Identify every line of the material below that contains the word "gray", and copy each such line.

========================

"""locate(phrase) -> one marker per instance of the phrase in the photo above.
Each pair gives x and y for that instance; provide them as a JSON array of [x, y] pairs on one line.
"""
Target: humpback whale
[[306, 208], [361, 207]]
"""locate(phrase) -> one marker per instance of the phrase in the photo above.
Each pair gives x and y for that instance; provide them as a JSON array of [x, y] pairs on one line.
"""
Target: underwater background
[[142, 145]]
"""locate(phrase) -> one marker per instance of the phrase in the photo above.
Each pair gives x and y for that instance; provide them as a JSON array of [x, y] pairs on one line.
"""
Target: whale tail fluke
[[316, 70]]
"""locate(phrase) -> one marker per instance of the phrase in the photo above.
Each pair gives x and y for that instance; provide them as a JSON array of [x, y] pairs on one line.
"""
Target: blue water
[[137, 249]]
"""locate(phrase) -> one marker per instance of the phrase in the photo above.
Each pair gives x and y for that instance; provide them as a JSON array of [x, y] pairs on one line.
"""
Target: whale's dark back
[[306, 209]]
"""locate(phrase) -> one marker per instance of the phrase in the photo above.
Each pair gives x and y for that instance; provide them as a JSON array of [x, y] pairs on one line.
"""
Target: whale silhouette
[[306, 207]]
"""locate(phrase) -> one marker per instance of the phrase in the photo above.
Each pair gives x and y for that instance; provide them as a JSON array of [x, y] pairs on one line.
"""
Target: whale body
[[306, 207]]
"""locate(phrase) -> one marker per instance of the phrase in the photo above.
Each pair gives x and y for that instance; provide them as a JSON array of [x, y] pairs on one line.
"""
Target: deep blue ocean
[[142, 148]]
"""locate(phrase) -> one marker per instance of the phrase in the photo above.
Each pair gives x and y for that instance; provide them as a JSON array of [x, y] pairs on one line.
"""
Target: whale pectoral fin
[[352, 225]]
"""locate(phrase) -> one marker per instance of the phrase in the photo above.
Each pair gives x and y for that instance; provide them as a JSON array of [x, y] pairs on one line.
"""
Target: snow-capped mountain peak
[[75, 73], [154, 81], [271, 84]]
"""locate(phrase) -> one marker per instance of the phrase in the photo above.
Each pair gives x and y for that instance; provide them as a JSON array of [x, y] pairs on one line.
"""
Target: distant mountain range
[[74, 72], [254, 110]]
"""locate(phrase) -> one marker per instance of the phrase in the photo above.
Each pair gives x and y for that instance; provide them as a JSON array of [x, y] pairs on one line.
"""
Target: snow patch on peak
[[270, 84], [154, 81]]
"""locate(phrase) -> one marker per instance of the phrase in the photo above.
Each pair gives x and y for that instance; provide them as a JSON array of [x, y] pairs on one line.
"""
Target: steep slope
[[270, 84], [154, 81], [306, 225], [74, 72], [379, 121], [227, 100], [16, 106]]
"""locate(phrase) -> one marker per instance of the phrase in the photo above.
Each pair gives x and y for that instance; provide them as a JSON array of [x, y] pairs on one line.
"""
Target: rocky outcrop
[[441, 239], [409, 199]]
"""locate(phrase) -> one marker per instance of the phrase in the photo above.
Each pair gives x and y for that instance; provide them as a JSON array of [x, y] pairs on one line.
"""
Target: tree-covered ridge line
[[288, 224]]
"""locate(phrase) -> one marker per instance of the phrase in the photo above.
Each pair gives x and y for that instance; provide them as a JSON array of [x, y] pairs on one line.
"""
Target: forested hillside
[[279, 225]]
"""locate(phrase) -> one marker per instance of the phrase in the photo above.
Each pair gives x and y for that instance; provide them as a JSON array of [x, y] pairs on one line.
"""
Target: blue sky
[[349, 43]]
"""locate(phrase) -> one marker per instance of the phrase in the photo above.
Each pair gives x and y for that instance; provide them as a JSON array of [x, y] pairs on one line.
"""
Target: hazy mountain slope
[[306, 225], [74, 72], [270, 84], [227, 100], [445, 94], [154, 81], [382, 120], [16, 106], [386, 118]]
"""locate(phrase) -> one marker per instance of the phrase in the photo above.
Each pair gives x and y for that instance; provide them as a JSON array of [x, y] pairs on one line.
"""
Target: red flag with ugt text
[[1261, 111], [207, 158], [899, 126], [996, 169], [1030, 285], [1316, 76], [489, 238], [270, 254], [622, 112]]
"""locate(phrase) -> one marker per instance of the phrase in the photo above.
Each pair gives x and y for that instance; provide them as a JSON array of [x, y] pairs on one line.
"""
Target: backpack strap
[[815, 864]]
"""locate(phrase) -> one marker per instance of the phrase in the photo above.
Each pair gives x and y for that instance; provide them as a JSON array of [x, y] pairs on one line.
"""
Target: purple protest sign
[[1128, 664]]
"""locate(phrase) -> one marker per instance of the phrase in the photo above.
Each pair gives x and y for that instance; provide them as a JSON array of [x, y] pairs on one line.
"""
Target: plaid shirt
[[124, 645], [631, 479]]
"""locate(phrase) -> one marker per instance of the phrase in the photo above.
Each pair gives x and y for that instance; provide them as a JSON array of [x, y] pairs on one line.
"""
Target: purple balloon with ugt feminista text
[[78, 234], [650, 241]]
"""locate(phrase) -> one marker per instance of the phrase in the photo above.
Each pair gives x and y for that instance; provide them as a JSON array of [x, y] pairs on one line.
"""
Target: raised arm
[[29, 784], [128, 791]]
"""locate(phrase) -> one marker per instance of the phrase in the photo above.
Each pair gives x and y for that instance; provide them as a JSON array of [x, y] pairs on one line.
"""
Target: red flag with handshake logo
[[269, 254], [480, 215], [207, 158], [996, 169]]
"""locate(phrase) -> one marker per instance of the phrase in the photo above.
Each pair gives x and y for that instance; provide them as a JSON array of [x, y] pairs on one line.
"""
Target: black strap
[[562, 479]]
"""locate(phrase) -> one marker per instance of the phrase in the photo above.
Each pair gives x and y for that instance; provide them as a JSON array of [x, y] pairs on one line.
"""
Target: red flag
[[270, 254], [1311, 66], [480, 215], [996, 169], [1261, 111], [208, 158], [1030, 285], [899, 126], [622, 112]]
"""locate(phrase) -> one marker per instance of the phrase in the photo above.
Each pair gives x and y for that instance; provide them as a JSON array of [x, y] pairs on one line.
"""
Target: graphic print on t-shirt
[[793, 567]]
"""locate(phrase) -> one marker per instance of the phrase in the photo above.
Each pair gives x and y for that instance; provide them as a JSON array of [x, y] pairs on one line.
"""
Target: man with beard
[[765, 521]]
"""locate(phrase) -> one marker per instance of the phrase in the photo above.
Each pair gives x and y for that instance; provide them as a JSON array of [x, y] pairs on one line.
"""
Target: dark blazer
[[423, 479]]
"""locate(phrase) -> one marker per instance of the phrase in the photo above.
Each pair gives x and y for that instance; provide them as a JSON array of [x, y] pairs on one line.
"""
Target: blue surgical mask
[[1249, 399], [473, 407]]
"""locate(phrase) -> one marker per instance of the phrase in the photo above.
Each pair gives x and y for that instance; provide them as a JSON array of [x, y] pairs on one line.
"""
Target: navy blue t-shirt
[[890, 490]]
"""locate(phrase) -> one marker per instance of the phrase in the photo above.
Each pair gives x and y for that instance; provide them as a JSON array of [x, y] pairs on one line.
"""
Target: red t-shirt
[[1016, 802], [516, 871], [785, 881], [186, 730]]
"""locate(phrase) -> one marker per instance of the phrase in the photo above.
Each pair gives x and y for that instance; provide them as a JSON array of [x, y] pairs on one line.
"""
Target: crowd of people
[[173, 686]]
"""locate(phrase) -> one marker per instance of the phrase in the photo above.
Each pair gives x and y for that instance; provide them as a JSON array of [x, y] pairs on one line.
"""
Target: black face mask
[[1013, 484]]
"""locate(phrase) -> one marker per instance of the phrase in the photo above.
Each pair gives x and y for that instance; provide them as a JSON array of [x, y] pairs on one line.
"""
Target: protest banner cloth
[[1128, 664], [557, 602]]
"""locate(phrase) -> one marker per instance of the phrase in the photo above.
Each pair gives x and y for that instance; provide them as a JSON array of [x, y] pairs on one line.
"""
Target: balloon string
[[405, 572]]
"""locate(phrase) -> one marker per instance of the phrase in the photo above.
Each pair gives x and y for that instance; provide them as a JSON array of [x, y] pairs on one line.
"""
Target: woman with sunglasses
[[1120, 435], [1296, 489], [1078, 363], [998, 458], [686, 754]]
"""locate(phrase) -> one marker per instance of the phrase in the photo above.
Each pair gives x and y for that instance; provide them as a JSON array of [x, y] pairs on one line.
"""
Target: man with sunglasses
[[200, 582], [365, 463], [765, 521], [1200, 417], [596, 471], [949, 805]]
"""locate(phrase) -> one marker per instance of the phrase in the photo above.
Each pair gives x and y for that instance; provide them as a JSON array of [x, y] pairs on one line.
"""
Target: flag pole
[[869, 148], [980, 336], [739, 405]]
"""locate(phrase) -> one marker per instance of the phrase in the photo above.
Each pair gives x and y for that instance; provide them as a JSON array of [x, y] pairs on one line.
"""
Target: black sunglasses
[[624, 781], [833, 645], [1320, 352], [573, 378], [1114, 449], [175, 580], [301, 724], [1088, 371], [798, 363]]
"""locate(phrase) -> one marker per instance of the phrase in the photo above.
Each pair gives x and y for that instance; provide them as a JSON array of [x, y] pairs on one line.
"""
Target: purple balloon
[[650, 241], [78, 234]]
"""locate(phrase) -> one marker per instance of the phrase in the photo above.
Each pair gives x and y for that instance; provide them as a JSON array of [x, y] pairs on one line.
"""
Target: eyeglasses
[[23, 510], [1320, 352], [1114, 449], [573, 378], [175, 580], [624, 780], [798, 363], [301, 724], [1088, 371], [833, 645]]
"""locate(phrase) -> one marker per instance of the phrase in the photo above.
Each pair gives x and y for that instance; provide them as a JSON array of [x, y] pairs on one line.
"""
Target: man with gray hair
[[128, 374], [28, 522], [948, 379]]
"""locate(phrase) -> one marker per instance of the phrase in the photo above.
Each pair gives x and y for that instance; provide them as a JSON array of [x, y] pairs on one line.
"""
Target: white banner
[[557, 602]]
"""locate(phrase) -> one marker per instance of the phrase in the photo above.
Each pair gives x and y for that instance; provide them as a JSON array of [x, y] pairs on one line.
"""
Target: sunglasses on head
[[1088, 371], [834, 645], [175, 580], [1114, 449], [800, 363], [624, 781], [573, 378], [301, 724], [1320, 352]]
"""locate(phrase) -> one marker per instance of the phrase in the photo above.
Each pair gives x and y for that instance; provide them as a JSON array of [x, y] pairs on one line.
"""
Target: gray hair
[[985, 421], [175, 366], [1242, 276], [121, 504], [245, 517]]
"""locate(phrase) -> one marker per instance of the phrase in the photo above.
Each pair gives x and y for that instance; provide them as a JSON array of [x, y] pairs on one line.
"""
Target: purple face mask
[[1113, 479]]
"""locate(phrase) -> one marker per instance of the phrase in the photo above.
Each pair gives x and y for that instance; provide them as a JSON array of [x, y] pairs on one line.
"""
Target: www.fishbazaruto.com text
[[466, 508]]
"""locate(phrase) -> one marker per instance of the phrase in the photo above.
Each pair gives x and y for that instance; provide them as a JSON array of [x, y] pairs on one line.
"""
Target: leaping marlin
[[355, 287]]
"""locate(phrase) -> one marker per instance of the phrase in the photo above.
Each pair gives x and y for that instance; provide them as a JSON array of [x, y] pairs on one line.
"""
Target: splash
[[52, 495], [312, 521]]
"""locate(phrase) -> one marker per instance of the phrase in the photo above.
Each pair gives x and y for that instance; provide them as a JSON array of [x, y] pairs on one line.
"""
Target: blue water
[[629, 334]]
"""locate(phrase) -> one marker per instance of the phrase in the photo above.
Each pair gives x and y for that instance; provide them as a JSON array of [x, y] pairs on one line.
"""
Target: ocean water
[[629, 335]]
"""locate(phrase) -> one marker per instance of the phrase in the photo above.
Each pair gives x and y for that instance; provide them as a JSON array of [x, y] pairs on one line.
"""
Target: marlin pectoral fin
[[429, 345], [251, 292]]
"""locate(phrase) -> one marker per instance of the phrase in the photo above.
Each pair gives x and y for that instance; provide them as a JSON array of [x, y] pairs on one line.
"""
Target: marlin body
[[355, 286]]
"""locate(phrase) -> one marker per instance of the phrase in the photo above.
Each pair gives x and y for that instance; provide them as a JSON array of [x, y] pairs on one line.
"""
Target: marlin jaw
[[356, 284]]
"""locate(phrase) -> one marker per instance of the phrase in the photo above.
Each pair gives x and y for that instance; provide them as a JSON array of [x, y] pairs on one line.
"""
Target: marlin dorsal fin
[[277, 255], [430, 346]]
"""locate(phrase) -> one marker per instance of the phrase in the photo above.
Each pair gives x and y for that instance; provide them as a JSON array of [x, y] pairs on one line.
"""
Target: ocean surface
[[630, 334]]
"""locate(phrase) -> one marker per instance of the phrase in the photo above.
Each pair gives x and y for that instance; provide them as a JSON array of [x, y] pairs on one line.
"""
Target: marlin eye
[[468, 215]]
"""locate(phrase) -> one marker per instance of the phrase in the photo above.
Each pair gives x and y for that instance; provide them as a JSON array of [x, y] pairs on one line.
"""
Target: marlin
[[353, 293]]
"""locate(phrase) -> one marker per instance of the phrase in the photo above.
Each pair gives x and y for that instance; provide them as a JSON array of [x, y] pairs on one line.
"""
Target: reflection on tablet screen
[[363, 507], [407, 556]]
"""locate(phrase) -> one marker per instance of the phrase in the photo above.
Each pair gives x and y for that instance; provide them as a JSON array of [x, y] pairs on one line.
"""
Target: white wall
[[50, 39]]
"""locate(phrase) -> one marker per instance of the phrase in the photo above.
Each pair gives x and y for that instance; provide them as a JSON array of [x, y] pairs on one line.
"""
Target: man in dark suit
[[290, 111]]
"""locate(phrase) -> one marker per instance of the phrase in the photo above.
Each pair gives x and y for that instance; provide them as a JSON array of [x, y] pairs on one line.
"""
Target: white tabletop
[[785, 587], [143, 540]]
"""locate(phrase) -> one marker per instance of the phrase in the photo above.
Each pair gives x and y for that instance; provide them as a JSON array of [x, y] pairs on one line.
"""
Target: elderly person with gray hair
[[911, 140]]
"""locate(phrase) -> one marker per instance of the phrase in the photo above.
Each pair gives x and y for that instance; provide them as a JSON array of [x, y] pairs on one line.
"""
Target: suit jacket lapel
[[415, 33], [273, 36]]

========================

Solution to the exercise:
Target: man with gray hair
Target: gray hair
Target: elderly person with gray hair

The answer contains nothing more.